== DOCUMENT EXCERPT
I spent a great deal of time working on the initial constructions before class to have a general understanding of what to do in the homework assignment. This was beneficial and added to the class discussion. I understood what you were doing much more had I not done some of the work beforehand.

The hyperbolic geometry is really coming together now by doing these constructions. They make the connections. I am finding it rather difficult to keep going back and forth between the two different geometries. I have to stop and think constantly making sure I am in the right model. This experience is a great learning experience.

Spherical geometry is next on the agenda. I do not know if it can compare to hyperbolic geometry. We shall see. You have my interest.

We discussed spherical geometry today. The lesson was a basic introducation in the main concepts of spherical geometry. We discussed euclidean concepts of point and line and what they represent in speherical geometry. We also looked at the euclidean axioms and how these parallel or do not parallel with spehreical geometry.

This comparison of the two geometries and their axioms was most interesting. I had never worked with sphereical geometry and found this to be a challenge. I can say have understand the basic underpinnings of the spherical geometry such as point, line, plane, distance and angle measure.

Comparing and contrasting the two geometries is powerful. It helps me to understand euclidean geometry even more so by having to examine a new model. For this very reason, I argue that some form of non-euclidean geometry should occur in the middle or very least secondary school mathematics curriculum. I think from an adolescent's perspective that non-euclidean geometry would be interesting and highly motivating. I know how much I am enjoying from our exploration of other models other than euclidean.

Your use of the globe and masking tape props were helpful for my to visualize the model. I have no doubt that a high school student could understand the basic underpinnings of these two models. One problem might be their reluctance to do something new. This could work both ways, for the good or bad, depending on the type of student. I do think you would have to be ready to explain to the students WHY learning new models will be helpful and be clear in your definitions in all of the geometries from the beginning. Also, GSP would be a must, especially in the euclidean and hyperbolic geometry model. Most of us, even us more mature students, need visual models to help with the basic conceptual underpinnings.

Class discussion centered on more conceptula underpinnings of the spherical geometry.We discussed what a circle and ray is in sphereical geometry and also the concept of betweenness.
====
== DATA LISTING
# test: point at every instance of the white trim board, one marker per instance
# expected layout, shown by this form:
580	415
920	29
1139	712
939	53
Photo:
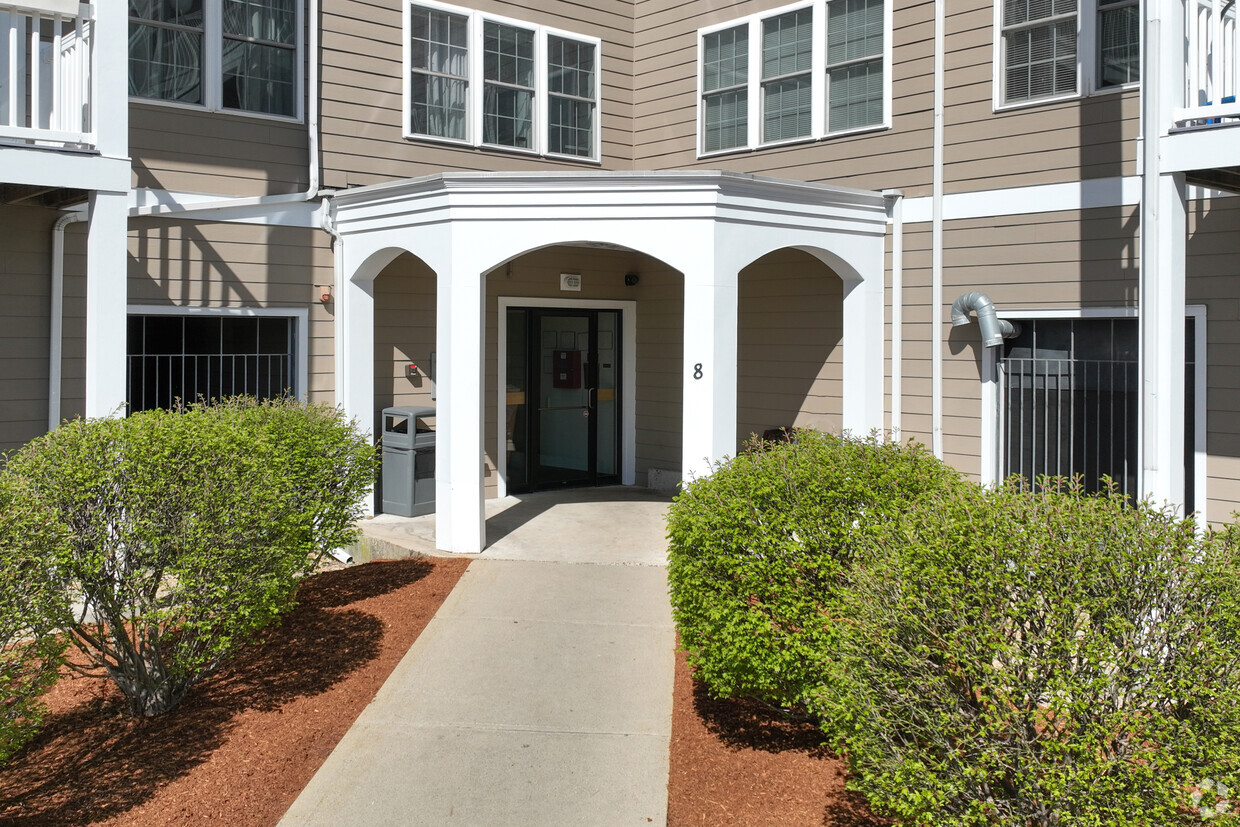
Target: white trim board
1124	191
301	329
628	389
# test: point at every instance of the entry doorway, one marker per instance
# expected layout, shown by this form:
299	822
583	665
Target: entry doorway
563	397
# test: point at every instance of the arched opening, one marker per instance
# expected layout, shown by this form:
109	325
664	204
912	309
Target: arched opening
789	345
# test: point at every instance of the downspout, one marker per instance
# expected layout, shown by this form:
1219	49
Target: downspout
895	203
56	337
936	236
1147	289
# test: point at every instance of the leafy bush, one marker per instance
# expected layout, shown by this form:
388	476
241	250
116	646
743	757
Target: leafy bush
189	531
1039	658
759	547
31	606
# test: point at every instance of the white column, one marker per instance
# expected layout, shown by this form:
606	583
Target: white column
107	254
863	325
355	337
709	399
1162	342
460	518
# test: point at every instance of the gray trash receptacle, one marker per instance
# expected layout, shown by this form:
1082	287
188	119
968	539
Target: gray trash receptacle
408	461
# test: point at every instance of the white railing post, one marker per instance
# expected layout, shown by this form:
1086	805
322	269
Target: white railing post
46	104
====
▶ **GOALS**
[a] In the geometry class reflections, return the stretch from "This comparison of" through "other than euclidean.".
[b] The geometry class reflections name the basic underpinnings of spherical geometry that the writer says they now understand. List them.
[c] Extend the geometry class reflections past their last sentence.

▶ **ANSWERS BY TASK**
[a]
This comparison of the two geometries and their axioms was most interesting. I had never worked with sphereical geometry and found this to be a challenge. I can say have understand the basic underpinnings of the spherical geometry such as point, line, plane, distance and angle measure.

Comparing and contrasting the two geometries is powerful. It helps me to understand euclidean geometry even more so by having to examine a new model. For this very reason, I argue that some form of non-euclidean geometry should occur in the middle or very least secondary school mathematics curriculum. I think from an adolescent's perspective that non-euclidean geometry would be interesting and highly motivating. I know how much I am enjoying from our exploration of other models other than euclidean.

[b] point, line, plane, distance, angle measure

[c]
A portion of class revolved around Girard's theorem which states that the area of the spherical triangle is the angle excess in radian measure multiplies by the radius squared. This holds assuming that the sides of the regions (spherical triangles) are arcs of great crcles. This theorem was incredibly fascinatng to think about.

The concept of betweeness was also intriguing. I gleaned from our discussion in class that since a line is a great circle in spherical geometry, it really doesn makes sense to discuss betweeness. We did however come up with some notion of a definition for betweeness which was based on order of the points.

A consequence of Girard's theorem was the sum of the measures of a triangle is greater than 180. This was really interesting when we looked at the triangle that had angles summing to 270. This was hard to mentally visualize. But I could see it clearly on the globe.

Overall, I am finding non-euclidean geometry quite fascinating. I wish we had much more time to learn more.

Friday, April 9

Today's discussion was a review for the last test that will cover Spherical and Hyperbolic Geometry. We compared and contrasted the undefined terms and axioms in each model. This strategy was helpful in reviewing. It allowed us to view each model with an overall picture in mind. The table was a great way to see the connections between each model. Since these models are based on euclidean geometry, I find that I am understanding euclidean geometry better and seeing connections across all three geometries.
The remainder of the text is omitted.